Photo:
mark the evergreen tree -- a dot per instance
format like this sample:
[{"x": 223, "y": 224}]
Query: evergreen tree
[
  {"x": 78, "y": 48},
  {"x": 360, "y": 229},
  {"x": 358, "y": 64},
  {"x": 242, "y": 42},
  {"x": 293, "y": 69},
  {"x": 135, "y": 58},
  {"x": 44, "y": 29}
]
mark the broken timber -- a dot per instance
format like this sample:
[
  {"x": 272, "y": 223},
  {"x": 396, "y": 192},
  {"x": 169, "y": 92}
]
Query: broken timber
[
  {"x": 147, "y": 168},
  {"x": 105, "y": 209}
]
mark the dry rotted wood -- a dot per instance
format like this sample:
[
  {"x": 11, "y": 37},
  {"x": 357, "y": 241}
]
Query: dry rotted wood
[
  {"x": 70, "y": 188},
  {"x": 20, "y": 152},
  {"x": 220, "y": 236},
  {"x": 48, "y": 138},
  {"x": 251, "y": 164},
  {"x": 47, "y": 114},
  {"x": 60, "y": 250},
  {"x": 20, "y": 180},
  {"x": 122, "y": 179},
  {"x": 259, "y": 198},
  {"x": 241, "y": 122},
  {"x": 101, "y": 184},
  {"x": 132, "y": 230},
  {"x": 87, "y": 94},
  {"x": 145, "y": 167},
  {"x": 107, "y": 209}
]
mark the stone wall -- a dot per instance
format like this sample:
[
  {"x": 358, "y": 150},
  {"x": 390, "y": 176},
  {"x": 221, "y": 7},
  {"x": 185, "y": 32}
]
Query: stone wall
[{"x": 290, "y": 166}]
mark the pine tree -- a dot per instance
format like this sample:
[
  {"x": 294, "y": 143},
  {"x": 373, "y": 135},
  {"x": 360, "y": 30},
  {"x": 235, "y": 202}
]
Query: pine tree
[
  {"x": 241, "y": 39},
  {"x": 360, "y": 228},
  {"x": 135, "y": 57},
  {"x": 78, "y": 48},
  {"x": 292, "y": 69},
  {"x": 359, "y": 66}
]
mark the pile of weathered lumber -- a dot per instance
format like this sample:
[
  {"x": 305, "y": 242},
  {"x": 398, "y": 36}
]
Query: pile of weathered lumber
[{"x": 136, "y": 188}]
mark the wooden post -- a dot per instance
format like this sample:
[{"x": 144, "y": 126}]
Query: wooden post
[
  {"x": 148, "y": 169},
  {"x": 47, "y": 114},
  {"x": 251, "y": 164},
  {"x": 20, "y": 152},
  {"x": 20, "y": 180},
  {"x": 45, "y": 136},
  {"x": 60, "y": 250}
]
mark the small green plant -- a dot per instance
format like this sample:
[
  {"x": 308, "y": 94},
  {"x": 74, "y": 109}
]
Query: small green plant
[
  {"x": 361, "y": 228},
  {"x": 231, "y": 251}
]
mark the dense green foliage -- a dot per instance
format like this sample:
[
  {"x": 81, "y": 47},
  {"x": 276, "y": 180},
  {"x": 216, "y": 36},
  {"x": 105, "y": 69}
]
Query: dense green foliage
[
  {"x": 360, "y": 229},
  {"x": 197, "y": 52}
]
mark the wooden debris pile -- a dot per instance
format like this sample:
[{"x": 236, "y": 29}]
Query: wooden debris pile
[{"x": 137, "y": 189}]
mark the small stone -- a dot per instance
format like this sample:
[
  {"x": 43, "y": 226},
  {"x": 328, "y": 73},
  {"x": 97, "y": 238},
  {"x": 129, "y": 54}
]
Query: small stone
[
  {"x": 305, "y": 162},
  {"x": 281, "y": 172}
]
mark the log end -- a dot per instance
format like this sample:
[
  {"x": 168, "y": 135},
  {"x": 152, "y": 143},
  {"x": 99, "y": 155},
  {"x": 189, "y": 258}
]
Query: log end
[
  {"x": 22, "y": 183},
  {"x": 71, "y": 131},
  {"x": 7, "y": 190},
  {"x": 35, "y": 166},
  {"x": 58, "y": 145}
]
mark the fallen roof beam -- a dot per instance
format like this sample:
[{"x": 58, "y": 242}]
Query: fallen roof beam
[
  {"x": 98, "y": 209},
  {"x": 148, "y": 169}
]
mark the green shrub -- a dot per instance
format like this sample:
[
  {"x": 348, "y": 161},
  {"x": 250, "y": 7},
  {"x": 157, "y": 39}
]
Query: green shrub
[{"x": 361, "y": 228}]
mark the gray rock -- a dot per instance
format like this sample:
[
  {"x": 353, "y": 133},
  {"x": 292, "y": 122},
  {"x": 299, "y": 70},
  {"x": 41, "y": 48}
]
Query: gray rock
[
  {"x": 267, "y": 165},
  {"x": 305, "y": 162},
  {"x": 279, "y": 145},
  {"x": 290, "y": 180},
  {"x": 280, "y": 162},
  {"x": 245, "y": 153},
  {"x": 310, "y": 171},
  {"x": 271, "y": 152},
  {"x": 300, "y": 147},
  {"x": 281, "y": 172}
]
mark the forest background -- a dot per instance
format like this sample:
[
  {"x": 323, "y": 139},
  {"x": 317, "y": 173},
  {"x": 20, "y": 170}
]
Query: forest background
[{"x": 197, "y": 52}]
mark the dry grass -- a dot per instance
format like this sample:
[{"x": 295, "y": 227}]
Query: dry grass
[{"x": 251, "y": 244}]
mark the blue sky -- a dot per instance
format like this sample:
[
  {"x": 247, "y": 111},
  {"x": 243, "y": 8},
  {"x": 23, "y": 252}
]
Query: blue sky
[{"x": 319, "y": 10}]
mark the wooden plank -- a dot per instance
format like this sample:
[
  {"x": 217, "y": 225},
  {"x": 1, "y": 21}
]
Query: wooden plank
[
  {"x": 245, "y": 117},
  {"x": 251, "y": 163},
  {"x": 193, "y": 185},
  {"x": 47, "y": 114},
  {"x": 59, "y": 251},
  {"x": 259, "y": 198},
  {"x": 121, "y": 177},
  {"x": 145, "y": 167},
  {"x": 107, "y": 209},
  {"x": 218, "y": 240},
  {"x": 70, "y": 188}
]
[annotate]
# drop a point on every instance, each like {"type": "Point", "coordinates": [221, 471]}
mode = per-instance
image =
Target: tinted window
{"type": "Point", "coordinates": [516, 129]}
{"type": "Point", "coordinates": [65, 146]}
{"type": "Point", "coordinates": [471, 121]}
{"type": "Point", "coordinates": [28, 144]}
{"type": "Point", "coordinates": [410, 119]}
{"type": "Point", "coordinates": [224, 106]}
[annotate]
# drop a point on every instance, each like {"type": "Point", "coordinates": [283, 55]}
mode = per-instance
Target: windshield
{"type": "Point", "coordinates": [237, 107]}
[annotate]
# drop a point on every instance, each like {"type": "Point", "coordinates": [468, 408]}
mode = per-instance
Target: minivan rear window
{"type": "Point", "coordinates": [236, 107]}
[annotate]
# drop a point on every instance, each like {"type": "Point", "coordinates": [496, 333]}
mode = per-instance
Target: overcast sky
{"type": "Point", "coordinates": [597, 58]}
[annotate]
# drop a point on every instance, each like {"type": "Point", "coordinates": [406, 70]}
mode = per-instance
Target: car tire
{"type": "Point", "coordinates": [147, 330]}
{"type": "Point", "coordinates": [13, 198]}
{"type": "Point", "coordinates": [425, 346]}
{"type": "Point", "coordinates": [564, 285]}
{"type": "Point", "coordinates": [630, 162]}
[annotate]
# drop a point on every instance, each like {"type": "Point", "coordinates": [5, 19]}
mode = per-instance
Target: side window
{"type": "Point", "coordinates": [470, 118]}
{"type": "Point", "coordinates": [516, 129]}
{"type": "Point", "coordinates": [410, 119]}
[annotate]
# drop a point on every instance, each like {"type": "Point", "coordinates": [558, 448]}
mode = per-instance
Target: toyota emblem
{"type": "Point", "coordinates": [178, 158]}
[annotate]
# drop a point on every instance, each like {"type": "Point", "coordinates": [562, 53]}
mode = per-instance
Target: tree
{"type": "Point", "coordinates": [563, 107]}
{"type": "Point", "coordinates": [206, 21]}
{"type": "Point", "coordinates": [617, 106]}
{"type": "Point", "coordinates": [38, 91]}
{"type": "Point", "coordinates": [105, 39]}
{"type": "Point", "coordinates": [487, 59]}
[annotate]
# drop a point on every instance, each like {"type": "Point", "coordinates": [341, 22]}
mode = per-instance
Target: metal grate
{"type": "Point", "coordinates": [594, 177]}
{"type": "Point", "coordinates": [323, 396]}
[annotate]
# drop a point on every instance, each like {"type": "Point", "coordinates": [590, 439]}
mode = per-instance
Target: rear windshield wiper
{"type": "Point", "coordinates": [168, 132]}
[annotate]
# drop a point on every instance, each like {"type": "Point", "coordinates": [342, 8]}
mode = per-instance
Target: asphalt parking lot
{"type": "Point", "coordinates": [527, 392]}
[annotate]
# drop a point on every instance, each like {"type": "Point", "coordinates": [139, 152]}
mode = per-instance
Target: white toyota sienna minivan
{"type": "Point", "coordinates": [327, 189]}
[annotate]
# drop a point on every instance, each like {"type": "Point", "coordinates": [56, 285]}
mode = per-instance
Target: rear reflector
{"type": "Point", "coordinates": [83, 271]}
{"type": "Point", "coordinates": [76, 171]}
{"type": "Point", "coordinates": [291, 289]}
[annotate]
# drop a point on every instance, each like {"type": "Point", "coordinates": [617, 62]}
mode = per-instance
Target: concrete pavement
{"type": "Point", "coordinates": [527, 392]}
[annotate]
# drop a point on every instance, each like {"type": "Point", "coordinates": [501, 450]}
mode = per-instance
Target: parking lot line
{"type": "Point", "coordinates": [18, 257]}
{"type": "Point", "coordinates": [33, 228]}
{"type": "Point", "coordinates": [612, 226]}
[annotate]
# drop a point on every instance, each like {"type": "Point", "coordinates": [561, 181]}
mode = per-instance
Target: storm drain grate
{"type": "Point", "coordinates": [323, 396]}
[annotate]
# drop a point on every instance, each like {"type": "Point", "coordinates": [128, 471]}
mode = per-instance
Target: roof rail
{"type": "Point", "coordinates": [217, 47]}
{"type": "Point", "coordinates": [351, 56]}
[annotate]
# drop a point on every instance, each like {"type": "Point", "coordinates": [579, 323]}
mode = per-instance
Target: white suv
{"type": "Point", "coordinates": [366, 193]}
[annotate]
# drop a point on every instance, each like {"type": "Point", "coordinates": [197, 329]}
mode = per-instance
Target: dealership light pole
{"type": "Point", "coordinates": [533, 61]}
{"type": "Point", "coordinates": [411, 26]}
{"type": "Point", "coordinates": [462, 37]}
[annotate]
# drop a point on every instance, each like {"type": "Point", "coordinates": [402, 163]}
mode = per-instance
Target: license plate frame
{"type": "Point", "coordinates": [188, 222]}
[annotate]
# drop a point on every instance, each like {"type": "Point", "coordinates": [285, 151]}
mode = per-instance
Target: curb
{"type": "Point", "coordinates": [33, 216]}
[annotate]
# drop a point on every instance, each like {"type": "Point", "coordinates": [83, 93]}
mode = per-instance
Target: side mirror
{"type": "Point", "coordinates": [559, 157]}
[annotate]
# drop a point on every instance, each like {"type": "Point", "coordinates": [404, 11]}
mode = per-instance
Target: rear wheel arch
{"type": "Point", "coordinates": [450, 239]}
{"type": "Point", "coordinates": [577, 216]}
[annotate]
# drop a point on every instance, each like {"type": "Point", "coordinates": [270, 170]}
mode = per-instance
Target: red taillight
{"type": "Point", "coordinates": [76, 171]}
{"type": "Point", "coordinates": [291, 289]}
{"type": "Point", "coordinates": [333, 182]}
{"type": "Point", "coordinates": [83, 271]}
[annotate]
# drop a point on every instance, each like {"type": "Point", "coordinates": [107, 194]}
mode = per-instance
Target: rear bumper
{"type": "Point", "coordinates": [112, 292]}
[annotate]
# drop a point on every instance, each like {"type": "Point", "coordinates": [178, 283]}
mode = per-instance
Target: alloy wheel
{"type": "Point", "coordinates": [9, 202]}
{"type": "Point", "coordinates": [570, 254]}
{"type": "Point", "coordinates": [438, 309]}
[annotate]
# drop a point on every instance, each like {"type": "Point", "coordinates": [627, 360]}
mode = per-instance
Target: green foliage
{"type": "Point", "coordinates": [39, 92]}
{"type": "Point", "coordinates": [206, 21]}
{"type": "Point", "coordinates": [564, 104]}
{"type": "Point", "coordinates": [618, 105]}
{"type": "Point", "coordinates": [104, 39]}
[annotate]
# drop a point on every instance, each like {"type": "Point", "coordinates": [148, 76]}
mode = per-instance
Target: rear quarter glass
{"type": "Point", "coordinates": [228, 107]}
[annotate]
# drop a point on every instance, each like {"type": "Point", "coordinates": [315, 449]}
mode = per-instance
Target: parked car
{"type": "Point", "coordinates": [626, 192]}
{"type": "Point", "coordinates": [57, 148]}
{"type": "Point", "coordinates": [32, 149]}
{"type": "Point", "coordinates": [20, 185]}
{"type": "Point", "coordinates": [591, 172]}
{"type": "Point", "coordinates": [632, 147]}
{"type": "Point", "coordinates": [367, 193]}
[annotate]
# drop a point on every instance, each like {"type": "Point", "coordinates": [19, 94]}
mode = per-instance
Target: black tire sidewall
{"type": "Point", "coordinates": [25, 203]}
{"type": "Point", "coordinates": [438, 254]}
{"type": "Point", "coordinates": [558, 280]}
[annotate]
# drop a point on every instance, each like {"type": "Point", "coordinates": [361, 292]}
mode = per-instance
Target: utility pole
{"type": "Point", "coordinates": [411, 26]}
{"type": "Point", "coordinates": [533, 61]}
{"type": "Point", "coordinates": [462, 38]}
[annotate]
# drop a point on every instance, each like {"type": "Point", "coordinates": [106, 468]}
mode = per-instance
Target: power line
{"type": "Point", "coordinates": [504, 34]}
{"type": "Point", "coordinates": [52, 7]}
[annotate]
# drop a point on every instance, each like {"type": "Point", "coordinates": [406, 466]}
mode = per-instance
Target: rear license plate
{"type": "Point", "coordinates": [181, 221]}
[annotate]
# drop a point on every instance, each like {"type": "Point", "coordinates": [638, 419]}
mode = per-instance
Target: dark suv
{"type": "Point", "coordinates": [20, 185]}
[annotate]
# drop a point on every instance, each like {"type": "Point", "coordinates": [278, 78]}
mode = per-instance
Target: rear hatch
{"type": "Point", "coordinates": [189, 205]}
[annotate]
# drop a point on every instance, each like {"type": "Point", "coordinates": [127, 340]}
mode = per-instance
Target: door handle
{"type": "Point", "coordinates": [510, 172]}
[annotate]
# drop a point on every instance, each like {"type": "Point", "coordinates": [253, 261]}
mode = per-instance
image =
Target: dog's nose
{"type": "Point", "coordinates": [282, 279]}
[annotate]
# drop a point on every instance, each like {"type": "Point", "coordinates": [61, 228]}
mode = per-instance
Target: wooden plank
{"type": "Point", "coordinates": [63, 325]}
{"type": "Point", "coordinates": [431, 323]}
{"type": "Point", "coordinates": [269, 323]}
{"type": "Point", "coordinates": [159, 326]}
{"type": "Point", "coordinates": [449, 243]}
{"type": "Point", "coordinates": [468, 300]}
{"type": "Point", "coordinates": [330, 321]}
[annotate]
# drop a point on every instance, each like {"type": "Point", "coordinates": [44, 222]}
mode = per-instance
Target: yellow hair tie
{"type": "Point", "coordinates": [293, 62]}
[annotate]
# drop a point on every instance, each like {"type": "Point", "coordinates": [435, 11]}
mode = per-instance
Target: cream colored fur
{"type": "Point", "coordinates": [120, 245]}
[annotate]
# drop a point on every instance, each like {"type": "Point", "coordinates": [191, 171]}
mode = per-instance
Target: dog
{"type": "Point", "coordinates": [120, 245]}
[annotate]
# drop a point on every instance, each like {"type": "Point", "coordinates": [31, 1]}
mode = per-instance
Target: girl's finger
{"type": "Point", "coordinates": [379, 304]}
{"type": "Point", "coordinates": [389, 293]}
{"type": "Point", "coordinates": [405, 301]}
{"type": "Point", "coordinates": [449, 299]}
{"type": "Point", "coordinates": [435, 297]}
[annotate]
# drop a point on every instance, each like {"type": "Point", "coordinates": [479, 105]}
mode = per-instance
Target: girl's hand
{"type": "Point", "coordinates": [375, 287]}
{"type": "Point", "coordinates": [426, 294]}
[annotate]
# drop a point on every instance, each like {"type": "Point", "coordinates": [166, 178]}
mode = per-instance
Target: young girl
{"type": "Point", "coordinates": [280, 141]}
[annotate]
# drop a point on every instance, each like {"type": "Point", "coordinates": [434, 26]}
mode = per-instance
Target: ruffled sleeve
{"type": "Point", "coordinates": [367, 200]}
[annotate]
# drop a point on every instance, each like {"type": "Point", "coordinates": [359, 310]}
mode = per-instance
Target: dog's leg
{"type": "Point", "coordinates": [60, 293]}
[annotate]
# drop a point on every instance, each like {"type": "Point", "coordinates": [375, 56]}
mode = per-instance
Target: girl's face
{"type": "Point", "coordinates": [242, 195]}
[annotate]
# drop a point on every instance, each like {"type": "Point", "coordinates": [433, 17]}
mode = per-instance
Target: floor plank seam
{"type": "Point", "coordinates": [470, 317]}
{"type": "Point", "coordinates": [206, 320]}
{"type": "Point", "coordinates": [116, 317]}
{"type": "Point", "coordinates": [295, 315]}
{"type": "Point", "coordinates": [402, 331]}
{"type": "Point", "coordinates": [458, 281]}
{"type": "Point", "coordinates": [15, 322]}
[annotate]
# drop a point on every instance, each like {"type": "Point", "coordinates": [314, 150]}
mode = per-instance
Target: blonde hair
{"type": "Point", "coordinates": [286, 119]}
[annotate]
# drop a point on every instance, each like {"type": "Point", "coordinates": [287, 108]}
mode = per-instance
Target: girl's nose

BRIEF: Please find every line in the listing above that contains the word "toyota" and copy each one out. Matches must have the same case.

SOLUTION TO THIS TASK:
Target: toyota emblem
Target: white toyota sienna minivan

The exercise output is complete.